「早実の春、清宮の春にします」-。早実(東京)の清宮幸太郎内野手(2年)が22日、第89回選抜高校野球(3月19日開幕、甲子園)の主役奪取を宣言した。この日、藁谷校長、和泉監督らとともに、早実の校舎のある国分寺市の井沢邦夫市長(66)、野球部グラウンドがある八王子市の石森孝志市長(59)を表敬訪問。取材に応じた清宮は「みなさんが、忘れられない春になる。勝ってこそ主役」と決意を語った。

 センバツまで1カ月を切った。国分寺の井沢、八王子の石森両市長を表敬訪問した早実の清宮主将は、地元の大きな期待を肌で感じ取った。訪問後、報道陣から「どんな春にしたいか」と聞かれ、ストレートな思いを言葉に込めた。

 清宮 みなさんにとって、忘れられない春になるんじゃないかと思います。自分たちが勝ってこそ主役だと思っている。そういうところは期待していただいて、いいかなと思います。

 両市長からの熱いエールの連続に、17歳の清宮も気持ちが高ぶったのだろう。テレビカメラを前に、堂々と主役奪取を宣言した。国分寺市では、JR国分寺駅の南口、北口に掲げる横4・5メートルの2枚の横断幕を披露。縦7メートルの懸垂幕も近日中に公開される。

 国分寺の井沢市長からは、子供たちへの「夢の伝道師」にも指名された。「子供たちの夢の対象になる。野球のみならず、あらゆるスポーツの目標になってくれれば」と期待された。

### 提供情報
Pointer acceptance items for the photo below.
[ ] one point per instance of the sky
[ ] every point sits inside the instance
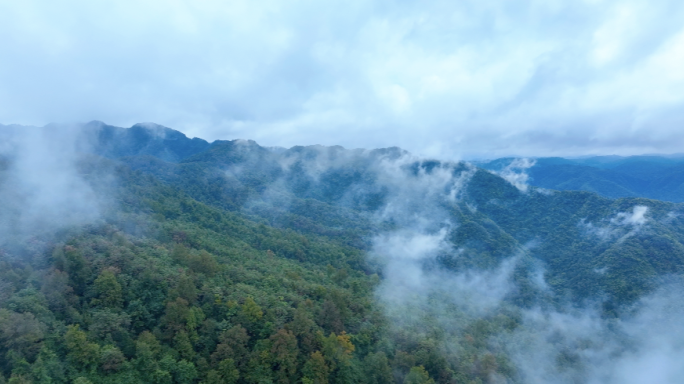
(454, 79)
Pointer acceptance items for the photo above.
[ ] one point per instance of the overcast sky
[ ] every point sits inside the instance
(448, 78)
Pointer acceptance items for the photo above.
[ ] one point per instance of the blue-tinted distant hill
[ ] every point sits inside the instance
(655, 177)
(144, 139)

### 課題 1
清宮選手の記事によると、国分寺市がJR国分寺駅の南口と北口に掲げる2枚の横断幕は、横幅が何メートルですか。
### 課題 2
リストの全行を、「番号」と「行」の2列からなるMarkdownの表に書き直してください。空行は省き、画像は表に入れないでください。
清宮選手の記事とリストは、互いに関係のない別々の資料です。

### 解答 1
横4・5メートルです。

### 解答 2
| 番号 | 行 |
|---|---|
| 1 | Pointer acceptance items for the photo below. |
| 2 | [ ] one point per instance of the sky |
| 3 | [ ] every point sits inside the instance |
| 4 | (454, 79) |
| 5 | Pointer acceptance items for the photo above. |
| 6 | [ ] one point per instance of the overcast sky |
| 7 | [ ] every point sits inside the instance |
| 8 | (448, 78) |
| 9 | Pointer acceptance items for the photo above. |
| 10 | [ ] one point per instance of the blue-tinted distant hill |
| 11 | [ ] every point sits inside the instance |
| 12 | (655, 177) |
| 13 | (144, 139) |